** MATERIAL SUPPLIED follows **

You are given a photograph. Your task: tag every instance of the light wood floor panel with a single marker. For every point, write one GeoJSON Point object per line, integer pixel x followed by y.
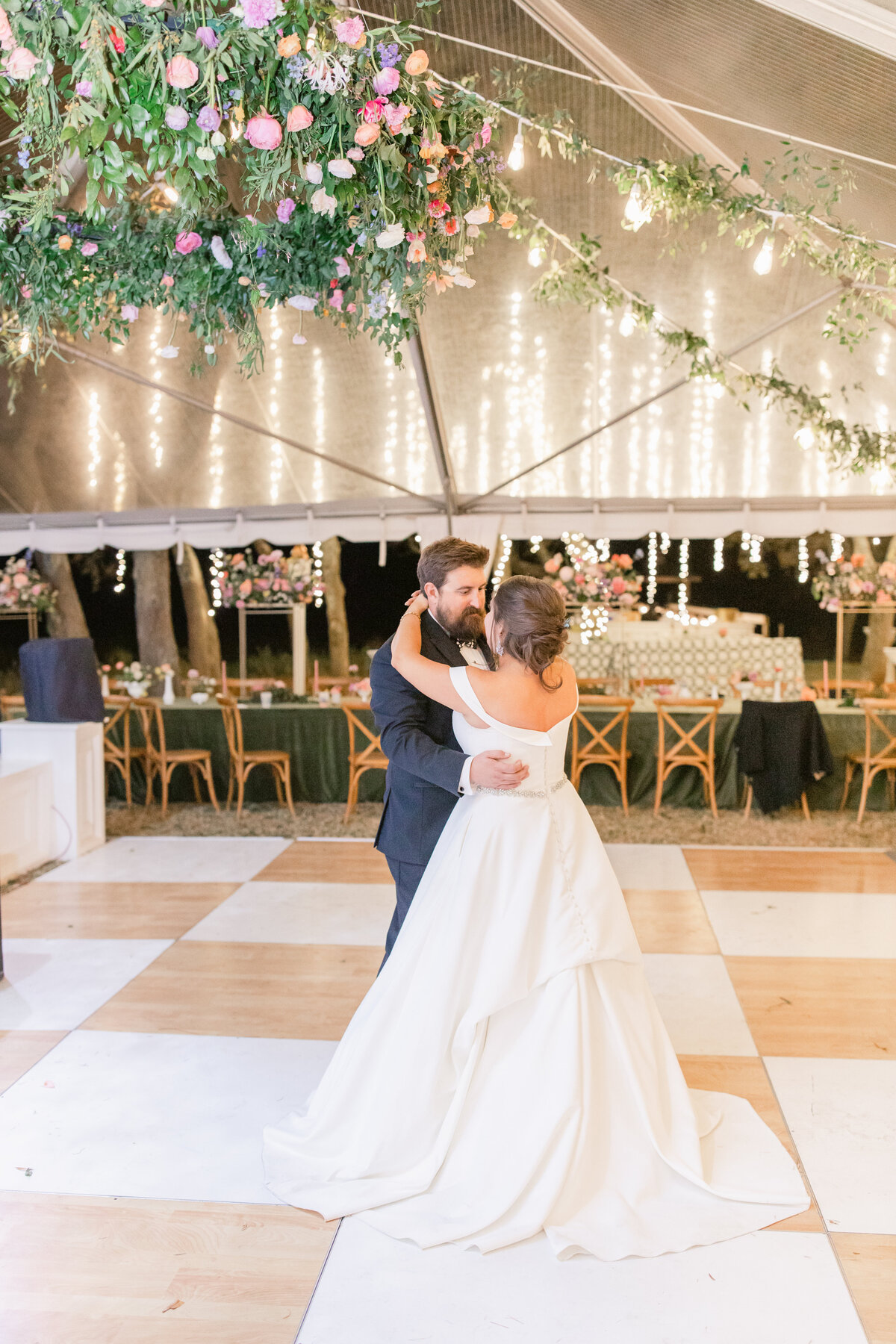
{"type": "Point", "coordinates": [245, 989]}
{"type": "Point", "coordinates": [869, 1265]}
{"type": "Point", "coordinates": [20, 1050]}
{"type": "Point", "coordinates": [744, 1077]}
{"type": "Point", "coordinates": [109, 1270]}
{"type": "Point", "coordinates": [329, 860]}
{"type": "Point", "coordinates": [671, 921]}
{"type": "Point", "coordinates": [791, 870]}
{"type": "Point", "coordinates": [830, 1008]}
{"type": "Point", "coordinates": [111, 909]}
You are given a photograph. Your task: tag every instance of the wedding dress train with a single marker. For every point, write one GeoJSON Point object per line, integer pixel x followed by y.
{"type": "Point", "coordinates": [509, 1071]}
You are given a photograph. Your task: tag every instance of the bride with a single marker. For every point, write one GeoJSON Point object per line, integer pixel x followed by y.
{"type": "Point", "coordinates": [508, 1071]}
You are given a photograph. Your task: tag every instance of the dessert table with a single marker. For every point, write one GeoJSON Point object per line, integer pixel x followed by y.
{"type": "Point", "coordinates": [317, 741]}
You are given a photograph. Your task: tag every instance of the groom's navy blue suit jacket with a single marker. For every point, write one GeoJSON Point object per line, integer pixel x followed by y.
{"type": "Point", "coordinates": [425, 759]}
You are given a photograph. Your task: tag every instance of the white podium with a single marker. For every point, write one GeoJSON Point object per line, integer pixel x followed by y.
{"type": "Point", "coordinates": [74, 754]}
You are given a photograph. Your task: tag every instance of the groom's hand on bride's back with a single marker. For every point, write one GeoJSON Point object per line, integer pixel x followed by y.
{"type": "Point", "coordinates": [496, 771]}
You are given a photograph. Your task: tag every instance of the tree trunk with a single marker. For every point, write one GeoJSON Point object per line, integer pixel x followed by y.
{"type": "Point", "coordinates": [336, 621]}
{"type": "Point", "coordinates": [67, 620]}
{"type": "Point", "coordinates": [152, 605]}
{"type": "Point", "coordinates": [202, 632]}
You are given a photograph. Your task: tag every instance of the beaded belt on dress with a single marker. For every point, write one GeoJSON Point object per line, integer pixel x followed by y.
{"type": "Point", "coordinates": [524, 793]}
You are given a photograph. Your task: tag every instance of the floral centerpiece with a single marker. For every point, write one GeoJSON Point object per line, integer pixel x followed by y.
{"type": "Point", "coordinates": [853, 581]}
{"type": "Point", "coordinates": [269, 579]}
{"type": "Point", "coordinates": [22, 589]}
{"type": "Point", "coordinates": [588, 582]}
{"type": "Point", "coordinates": [370, 175]}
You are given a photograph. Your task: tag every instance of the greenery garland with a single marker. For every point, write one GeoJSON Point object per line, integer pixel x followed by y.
{"type": "Point", "coordinates": [583, 280]}
{"type": "Point", "coordinates": [370, 183]}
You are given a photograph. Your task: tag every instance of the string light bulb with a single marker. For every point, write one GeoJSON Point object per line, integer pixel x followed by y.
{"type": "Point", "coordinates": [517, 152]}
{"type": "Point", "coordinates": [765, 257]}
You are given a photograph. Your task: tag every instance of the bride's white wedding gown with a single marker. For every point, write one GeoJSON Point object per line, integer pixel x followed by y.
{"type": "Point", "coordinates": [508, 1071]}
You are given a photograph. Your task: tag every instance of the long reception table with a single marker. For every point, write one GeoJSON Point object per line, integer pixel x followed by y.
{"type": "Point", "coordinates": [316, 738]}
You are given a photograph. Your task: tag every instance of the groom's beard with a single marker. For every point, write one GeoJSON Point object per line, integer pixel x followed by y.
{"type": "Point", "coordinates": [467, 625]}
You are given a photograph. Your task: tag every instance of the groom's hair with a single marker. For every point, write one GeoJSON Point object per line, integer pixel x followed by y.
{"type": "Point", "coordinates": [450, 553]}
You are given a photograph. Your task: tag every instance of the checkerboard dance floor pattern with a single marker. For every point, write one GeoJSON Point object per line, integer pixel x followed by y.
{"type": "Point", "coordinates": [168, 998]}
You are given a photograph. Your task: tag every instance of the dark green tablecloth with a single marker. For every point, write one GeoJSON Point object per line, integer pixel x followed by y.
{"type": "Point", "coordinates": [316, 738]}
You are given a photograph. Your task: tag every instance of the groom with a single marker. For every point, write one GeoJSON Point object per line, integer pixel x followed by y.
{"type": "Point", "coordinates": [428, 772]}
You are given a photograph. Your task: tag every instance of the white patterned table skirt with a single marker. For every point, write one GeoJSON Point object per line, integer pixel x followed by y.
{"type": "Point", "coordinates": [697, 665]}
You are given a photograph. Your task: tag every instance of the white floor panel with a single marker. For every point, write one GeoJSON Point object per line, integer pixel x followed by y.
{"type": "Point", "coordinates": [699, 1004]}
{"type": "Point", "coordinates": [650, 867]}
{"type": "Point", "coordinates": [802, 924]}
{"type": "Point", "coordinates": [301, 912]}
{"type": "Point", "coordinates": [775, 1288]}
{"type": "Point", "coordinates": [842, 1117]}
{"type": "Point", "coordinates": [153, 1116]}
{"type": "Point", "coordinates": [53, 984]}
{"type": "Point", "coordinates": [172, 859]}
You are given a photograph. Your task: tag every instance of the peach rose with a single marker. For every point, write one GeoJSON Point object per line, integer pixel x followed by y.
{"type": "Point", "coordinates": [299, 119]}
{"type": "Point", "coordinates": [417, 63]}
{"type": "Point", "coordinates": [264, 131]}
{"type": "Point", "coordinates": [367, 134]}
{"type": "Point", "coordinates": [289, 46]}
{"type": "Point", "coordinates": [181, 73]}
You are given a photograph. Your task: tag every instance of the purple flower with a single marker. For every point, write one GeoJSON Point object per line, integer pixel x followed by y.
{"type": "Point", "coordinates": [208, 119]}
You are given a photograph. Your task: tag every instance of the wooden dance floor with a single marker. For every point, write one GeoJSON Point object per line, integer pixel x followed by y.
{"type": "Point", "coordinates": [168, 998]}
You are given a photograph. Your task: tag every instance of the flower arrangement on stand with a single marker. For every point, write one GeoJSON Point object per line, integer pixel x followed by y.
{"type": "Point", "coordinates": [269, 579]}
{"type": "Point", "coordinates": [853, 581]}
{"type": "Point", "coordinates": [22, 589]}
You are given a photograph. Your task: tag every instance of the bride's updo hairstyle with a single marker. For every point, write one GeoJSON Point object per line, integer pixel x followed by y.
{"type": "Point", "coordinates": [532, 618]}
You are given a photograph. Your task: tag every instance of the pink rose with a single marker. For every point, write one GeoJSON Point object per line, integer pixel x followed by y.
{"type": "Point", "coordinates": [351, 31]}
{"type": "Point", "coordinates": [19, 63]}
{"type": "Point", "coordinates": [386, 81]}
{"type": "Point", "coordinates": [181, 73]}
{"type": "Point", "coordinates": [299, 119]}
{"type": "Point", "coordinates": [187, 242]}
{"type": "Point", "coordinates": [264, 131]}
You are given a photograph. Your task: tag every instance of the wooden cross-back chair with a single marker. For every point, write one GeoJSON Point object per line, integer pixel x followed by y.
{"type": "Point", "coordinates": [243, 762]}
{"type": "Point", "coordinates": [371, 757]}
{"type": "Point", "coordinates": [591, 741]}
{"type": "Point", "coordinates": [682, 747]}
{"type": "Point", "coordinates": [163, 761]}
{"type": "Point", "coordinates": [875, 757]}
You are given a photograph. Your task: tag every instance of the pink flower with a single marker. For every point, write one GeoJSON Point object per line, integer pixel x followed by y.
{"type": "Point", "coordinates": [208, 119]}
{"type": "Point", "coordinates": [258, 13]}
{"type": "Point", "coordinates": [386, 81]}
{"type": "Point", "coordinates": [299, 119]}
{"type": "Point", "coordinates": [19, 63]}
{"type": "Point", "coordinates": [351, 31]}
{"type": "Point", "coordinates": [187, 242]}
{"type": "Point", "coordinates": [264, 131]}
{"type": "Point", "coordinates": [417, 252]}
{"type": "Point", "coordinates": [181, 73]}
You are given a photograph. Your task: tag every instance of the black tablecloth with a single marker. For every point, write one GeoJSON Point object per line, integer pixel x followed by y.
{"type": "Point", "coordinates": [782, 749]}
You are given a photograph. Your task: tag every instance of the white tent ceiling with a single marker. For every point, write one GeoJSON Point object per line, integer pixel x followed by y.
{"type": "Point", "coordinates": [128, 449]}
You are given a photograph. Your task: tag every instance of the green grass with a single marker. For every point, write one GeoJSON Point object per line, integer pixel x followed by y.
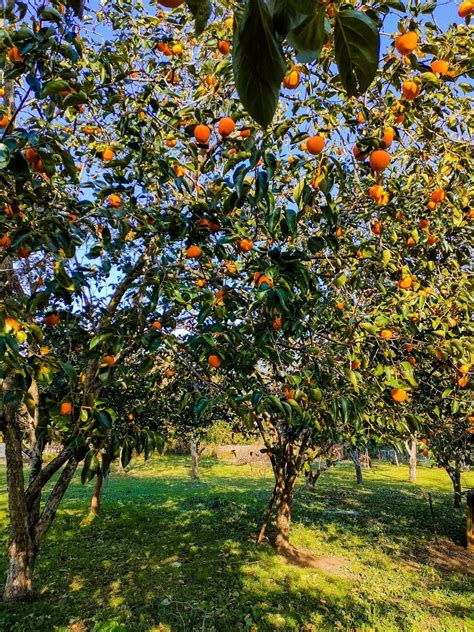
{"type": "Point", "coordinates": [168, 553]}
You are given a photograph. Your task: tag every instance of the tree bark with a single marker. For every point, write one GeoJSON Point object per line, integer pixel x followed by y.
{"type": "Point", "coordinates": [96, 496]}
{"type": "Point", "coordinates": [358, 468]}
{"type": "Point", "coordinates": [410, 446]}
{"type": "Point", "coordinates": [194, 443]}
{"type": "Point", "coordinates": [455, 476]}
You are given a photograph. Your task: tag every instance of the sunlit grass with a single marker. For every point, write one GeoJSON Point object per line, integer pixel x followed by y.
{"type": "Point", "coordinates": [169, 553]}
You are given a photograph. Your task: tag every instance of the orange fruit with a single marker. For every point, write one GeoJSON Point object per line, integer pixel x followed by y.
{"type": "Point", "coordinates": [202, 134]}
{"type": "Point", "coordinates": [376, 227]}
{"type": "Point", "coordinates": [114, 200]}
{"type": "Point", "coordinates": [5, 241]}
{"type": "Point", "coordinates": [405, 283]}
{"type": "Point", "coordinates": [214, 361]}
{"type": "Point", "coordinates": [245, 245]}
{"type": "Point", "coordinates": [171, 4]}
{"type": "Point", "coordinates": [277, 323]}
{"type": "Point", "coordinates": [193, 252]}
{"type": "Point", "coordinates": [108, 154]}
{"type": "Point", "coordinates": [465, 9]}
{"type": "Point", "coordinates": [226, 126]}
{"type": "Point", "coordinates": [66, 408]}
{"type": "Point", "coordinates": [406, 43]}
{"type": "Point", "coordinates": [379, 159]}
{"type": "Point", "coordinates": [410, 90]}
{"type": "Point", "coordinates": [315, 145]}
{"type": "Point", "coordinates": [398, 395]}
{"type": "Point", "coordinates": [223, 47]}
{"type": "Point", "coordinates": [440, 67]}
{"type": "Point", "coordinates": [52, 319]}
{"type": "Point", "coordinates": [262, 278]}
{"type": "Point", "coordinates": [14, 55]}
{"type": "Point", "coordinates": [388, 136]}
{"type": "Point", "coordinates": [438, 195]}
{"type": "Point", "coordinates": [292, 80]}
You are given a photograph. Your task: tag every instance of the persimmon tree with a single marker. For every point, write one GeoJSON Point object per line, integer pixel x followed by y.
{"type": "Point", "coordinates": [136, 189]}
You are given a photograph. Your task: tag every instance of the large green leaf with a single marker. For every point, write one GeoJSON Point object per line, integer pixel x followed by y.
{"type": "Point", "coordinates": [357, 46]}
{"type": "Point", "coordinates": [309, 36]}
{"type": "Point", "coordinates": [259, 65]}
{"type": "Point", "coordinates": [201, 10]}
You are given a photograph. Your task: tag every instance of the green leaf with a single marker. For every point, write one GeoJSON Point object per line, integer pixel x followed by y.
{"type": "Point", "coordinates": [4, 156]}
{"type": "Point", "coordinates": [357, 46]}
{"type": "Point", "coordinates": [308, 37]}
{"type": "Point", "coordinates": [201, 10]}
{"type": "Point", "coordinates": [259, 65]}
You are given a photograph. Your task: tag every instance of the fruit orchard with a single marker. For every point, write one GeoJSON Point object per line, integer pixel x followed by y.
{"type": "Point", "coordinates": [263, 212]}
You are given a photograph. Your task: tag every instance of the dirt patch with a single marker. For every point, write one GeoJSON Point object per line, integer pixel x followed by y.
{"type": "Point", "coordinates": [330, 564]}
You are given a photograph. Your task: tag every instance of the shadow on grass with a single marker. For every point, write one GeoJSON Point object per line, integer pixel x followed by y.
{"type": "Point", "coordinates": [169, 551]}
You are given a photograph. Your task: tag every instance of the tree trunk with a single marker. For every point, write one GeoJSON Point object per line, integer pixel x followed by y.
{"type": "Point", "coordinates": [410, 446]}
{"type": "Point", "coordinates": [358, 468]}
{"type": "Point", "coordinates": [96, 496]}
{"type": "Point", "coordinates": [195, 458]}
{"type": "Point", "coordinates": [455, 476]}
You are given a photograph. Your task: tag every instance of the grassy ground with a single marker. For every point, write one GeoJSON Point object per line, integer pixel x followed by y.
{"type": "Point", "coordinates": [171, 554]}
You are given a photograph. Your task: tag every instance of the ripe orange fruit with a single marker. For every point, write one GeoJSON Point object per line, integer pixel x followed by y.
{"type": "Point", "coordinates": [398, 395]}
{"type": "Point", "coordinates": [440, 67]}
{"type": "Point", "coordinates": [114, 200]}
{"type": "Point", "coordinates": [262, 278]}
{"type": "Point", "coordinates": [465, 9]}
{"type": "Point", "coordinates": [406, 43]}
{"type": "Point", "coordinates": [379, 159]}
{"type": "Point", "coordinates": [388, 136]}
{"type": "Point", "coordinates": [5, 241]}
{"type": "Point", "coordinates": [438, 195]}
{"type": "Point", "coordinates": [193, 252]}
{"type": "Point", "coordinates": [376, 227]}
{"type": "Point", "coordinates": [66, 408]}
{"type": "Point", "coordinates": [223, 47]}
{"type": "Point", "coordinates": [51, 320]}
{"type": "Point", "coordinates": [214, 361]}
{"type": "Point", "coordinates": [171, 4]}
{"type": "Point", "coordinates": [315, 145]}
{"type": "Point", "coordinates": [226, 126]}
{"type": "Point", "coordinates": [292, 80]}
{"type": "Point", "coordinates": [108, 154]}
{"type": "Point", "coordinates": [405, 283]}
{"type": "Point", "coordinates": [410, 90]}
{"type": "Point", "coordinates": [15, 56]}
{"type": "Point", "coordinates": [202, 134]}
{"type": "Point", "coordinates": [245, 245]}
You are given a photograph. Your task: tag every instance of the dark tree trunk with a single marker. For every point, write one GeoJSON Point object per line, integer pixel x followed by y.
{"type": "Point", "coordinates": [410, 446]}
{"type": "Point", "coordinates": [358, 468]}
{"type": "Point", "coordinates": [96, 496]}
{"type": "Point", "coordinates": [195, 458]}
{"type": "Point", "coordinates": [455, 476]}
{"type": "Point", "coordinates": [21, 547]}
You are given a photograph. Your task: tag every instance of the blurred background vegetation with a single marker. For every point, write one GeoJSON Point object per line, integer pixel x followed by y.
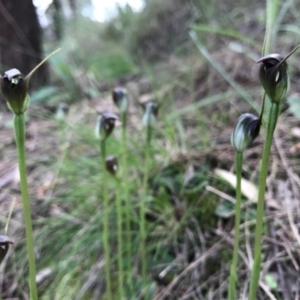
{"type": "Point", "coordinates": [197, 60]}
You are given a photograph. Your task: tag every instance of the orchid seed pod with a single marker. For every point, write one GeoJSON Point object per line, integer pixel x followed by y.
{"type": "Point", "coordinates": [150, 114]}
{"type": "Point", "coordinates": [120, 99]}
{"type": "Point", "coordinates": [112, 164]}
{"type": "Point", "coordinates": [105, 125]}
{"type": "Point", "coordinates": [273, 75]}
{"type": "Point", "coordinates": [5, 241]}
{"type": "Point", "coordinates": [245, 131]}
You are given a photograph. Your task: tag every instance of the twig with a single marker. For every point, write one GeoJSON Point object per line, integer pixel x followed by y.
{"type": "Point", "coordinates": [162, 295]}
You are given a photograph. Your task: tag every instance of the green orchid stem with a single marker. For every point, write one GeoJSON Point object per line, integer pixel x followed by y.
{"type": "Point", "coordinates": [233, 274]}
{"type": "Point", "coordinates": [272, 120]}
{"type": "Point", "coordinates": [19, 127]}
{"type": "Point", "coordinates": [105, 221]}
{"type": "Point", "coordinates": [143, 207]}
{"type": "Point", "coordinates": [120, 239]}
{"type": "Point", "coordinates": [127, 203]}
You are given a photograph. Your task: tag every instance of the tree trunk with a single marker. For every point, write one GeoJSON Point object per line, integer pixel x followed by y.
{"type": "Point", "coordinates": [20, 39]}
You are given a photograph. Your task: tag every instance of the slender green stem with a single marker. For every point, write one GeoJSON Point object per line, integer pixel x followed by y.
{"type": "Point", "coordinates": [19, 126]}
{"type": "Point", "coordinates": [271, 12]}
{"type": "Point", "coordinates": [127, 202]}
{"type": "Point", "coordinates": [120, 240]}
{"type": "Point", "coordinates": [272, 120]}
{"type": "Point", "coordinates": [143, 206]}
{"type": "Point", "coordinates": [233, 274]}
{"type": "Point", "coordinates": [106, 221]}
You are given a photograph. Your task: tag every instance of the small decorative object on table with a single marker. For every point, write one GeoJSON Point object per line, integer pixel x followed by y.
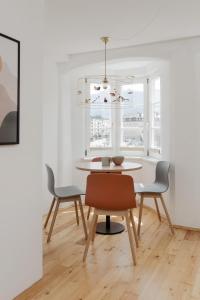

** End of MATERIAL SUPPLIED **

TASK DIRECTIONS
Your copy must start at the line that holds "of the twig" and end at the last line of the data, both included; it must contain no pictures.

ANSWER SPACE
You are given a photograph. Your task: tag every instance of the twig with a single marker. For every point, write one GeoJSON Point object per line, integer pixel x followed by y.
{"type": "Point", "coordinates": [162, 295]}
You are given a photograph. Your task: tag every instance of the green orchid stem with a single marker. For every point, write one GeoJSON Point object per line, integer pixel x followed by y.
{"type": "Point", "coordinates": [233, 274]}
{"type": "Point", "coordinates": [272, 120]}
{"type": "Point", "coordinates": [19, 127]}
{"type": "Point", "coordinates": [105, 221]}
{"type": "Point", "coordinates": [143, 207]}
{"type": "Point", "coordinates": [120, 239]}
{"type": "Point", "coordinates": [127, 203]}
You are given a photograph. Your task: tag every instance of the tree trunk with a single marker. For every point, write one GeoJSON Point object per line, integer pixel x followed by y.
{"type": "Point", "coordinates": [20, 39]}
You are given a photograph. Your task: tag every instance of the slender green stem with a single marker. For every point, write one GeoJSON Point object per line, integer pixel x followed by y.
{"type": "Point", "coordinates": [19, 126]}
{"type": "Point", "coordinates": [271, 12]}
{"type": "Point", "coordinates": [127, 202]}
{"type": "Point", "coordinates": [120, 240]}
{"type": "Point", "coordinates": [272, 120]}
{"type": "Point", "coordinates": [143, 206]}
{"type": "Point", "coordinates": [233, 274]}
{"type": "Point", "coordinates": [106, 221]}
You are given a photograph. Your task: tag every instance of the small decorative object on table with a single marker. For every point, write one GeoJSON Point object per line, integer pixel x followed by y.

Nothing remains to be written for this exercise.